START Data provided
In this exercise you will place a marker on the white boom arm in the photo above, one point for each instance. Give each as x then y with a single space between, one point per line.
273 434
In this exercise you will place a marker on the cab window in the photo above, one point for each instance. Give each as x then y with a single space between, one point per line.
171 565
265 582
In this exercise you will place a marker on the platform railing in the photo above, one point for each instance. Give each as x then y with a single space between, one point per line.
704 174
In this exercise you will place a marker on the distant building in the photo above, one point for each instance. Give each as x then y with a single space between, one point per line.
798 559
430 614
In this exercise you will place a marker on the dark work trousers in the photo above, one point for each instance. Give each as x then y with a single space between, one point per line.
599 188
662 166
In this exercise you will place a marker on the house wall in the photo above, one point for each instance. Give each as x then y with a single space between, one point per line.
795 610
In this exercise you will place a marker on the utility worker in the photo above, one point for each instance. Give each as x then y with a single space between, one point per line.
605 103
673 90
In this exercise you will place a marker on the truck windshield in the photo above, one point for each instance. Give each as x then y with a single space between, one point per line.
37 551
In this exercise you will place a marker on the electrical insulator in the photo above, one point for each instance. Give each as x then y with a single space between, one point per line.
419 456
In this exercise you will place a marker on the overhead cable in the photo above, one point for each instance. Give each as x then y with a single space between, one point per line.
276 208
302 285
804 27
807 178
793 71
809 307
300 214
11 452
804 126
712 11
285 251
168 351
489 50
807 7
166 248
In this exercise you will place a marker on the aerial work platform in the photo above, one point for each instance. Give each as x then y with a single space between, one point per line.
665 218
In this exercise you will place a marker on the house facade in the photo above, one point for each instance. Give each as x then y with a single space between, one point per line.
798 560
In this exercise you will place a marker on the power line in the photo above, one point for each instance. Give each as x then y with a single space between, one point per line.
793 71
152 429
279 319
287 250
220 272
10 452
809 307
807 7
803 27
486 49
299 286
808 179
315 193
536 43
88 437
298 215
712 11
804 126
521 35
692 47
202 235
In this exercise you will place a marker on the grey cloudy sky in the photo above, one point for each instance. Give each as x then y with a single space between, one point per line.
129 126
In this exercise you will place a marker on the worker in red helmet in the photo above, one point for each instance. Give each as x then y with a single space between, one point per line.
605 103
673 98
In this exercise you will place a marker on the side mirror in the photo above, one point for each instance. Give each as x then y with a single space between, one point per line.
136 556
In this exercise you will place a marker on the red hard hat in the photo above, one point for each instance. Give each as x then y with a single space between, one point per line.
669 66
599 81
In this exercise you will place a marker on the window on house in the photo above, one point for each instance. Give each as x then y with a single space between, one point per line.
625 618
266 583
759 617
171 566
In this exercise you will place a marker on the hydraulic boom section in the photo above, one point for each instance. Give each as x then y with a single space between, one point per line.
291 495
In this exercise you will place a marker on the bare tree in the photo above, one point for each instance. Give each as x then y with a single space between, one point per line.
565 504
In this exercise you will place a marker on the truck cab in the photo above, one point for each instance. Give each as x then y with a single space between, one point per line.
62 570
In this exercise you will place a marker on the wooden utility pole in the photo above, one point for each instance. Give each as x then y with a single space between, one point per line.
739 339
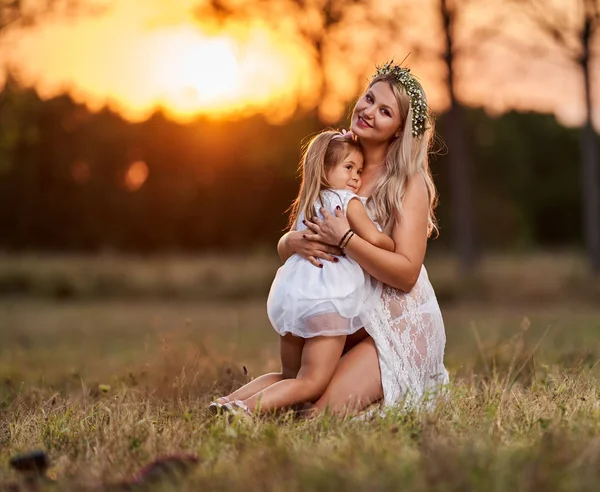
END Data provided
**Task objective:**
From the first line to the last, reproduce the records above exactly and skip the pictures.

**Answer for the task:**
In this exercise you will place a marker on the white boom arm in the photo above, one point for each instance. Give each as x then y with a single space between, one point per line.
273 434
In this exercise you will place a marker on the cab window in the photo above, one point for each instance. Give each as x then y with a single space between, one point per line.
171 565
265 582
In this exercise you will place a marker on the platform railing in the photo above, one point for each instance. Give each as x then y with a single space between, one point per line.
704 174
In this exercise you will place a marker on the distant building in the photo above, one point for each instance. Give each as x then y with a single space between, one point per line.
798 559
430 614
In this exercise you will place a marker on the dark work trousers in the photo above, one point for each instance. Give each as x then y with a single space between, one point per line.
599 188
662 166
In this exercise you will place a marker on the house wall in the photo above, one point for each instance. Give each as x then y with a single space between, one point per line.
795 610
In this exercise you will place a marker on the utility worker in the photo above, one point for each instance. Give each as x then y with a single space between, one point per line.
605 103
673 90
In this exercise you will place a marker on the truck windshield in the photo above, one point for each instance. Give each as x then y with a single space between, one point per line.
37 551
In this exercise you will place a marker on the electrical insulator in the photo above, one point for each instance. Give each as x then y with a single space between, one point per line.
419 456
In this exercise you will place a marker on the overhead cable in the photo above, one point for each instance. Give each as x then y with a single space between, one point per line.
276 208
302 285
804 27
807 178
793 71
809 307
300 214
11 452
804 126
712 11
285 251
168 351
489 50
807 7
166 248
In this exercise you will place a marker on the aerial work platform in the photo above, one point for each instance. Give each as x then y with a single space between, one point per line.
665 218
In this exercise you will place a marker on the house facade in the photo above, one point for each instance. Give each as x then y with a single space between, one point per line.
798 560
In this exercise you will place a marker on the power line in the photo above, one point for each instance. Give each as x then y with a single space between, one point per line.
793 71
152 429
279 319
287 250
220 272
10 452
809 307
807 7
803 27
486 49
299 286
808 179
315 193
536 43
88 437
298 215
712 11
804 126
521 35
692 47
202 235
In this exercise you will place a marker on the grey cloudy sky in the photo above, one point for each instance. Give each as x then y with a single space between, one point per line.
129 126
In this exercise you will place a marker on the worker in red helmet in the photo above, one point for each instance. Give each as x then y with a single space between, one point per line.
605 103
673 98
In this exercise you will place a marker on the side mirror in the photo above, one point for each instance. Give each as x then y with a single space between, one point per line.
136 556
In this exercise you will place a marker on the red hard hat in the photo above, one point for each instance. Give each as x then y with a single space between, one point per line.
669 66
599 81
In this exercise you will place a marker on the window on house in the photo above, one point for each instance. Give each as x then y with a single space between, one point per line.
625 618
266 583
759 617
171 566
In this exercise you will place a marker on the hydraulic boom section in the photo above, one point for each instance. Give each as x then y with a single space between, one point per line.
291 495
In this exercise you will place a marker on the bare tree in the photo above, one point for each instance. Give each as x then y with a single space between, one point per line.
565 504
In this exercise you will place a marker on the truck cab in the photo above, one point for each instance. Give each as x then y with a single space between, one point per line.
62 570
In this exercise you will place a marker on the wooden utility pole in the photo above, one point for each instance. Give each as x then y with a single space between, one point per line.
739 339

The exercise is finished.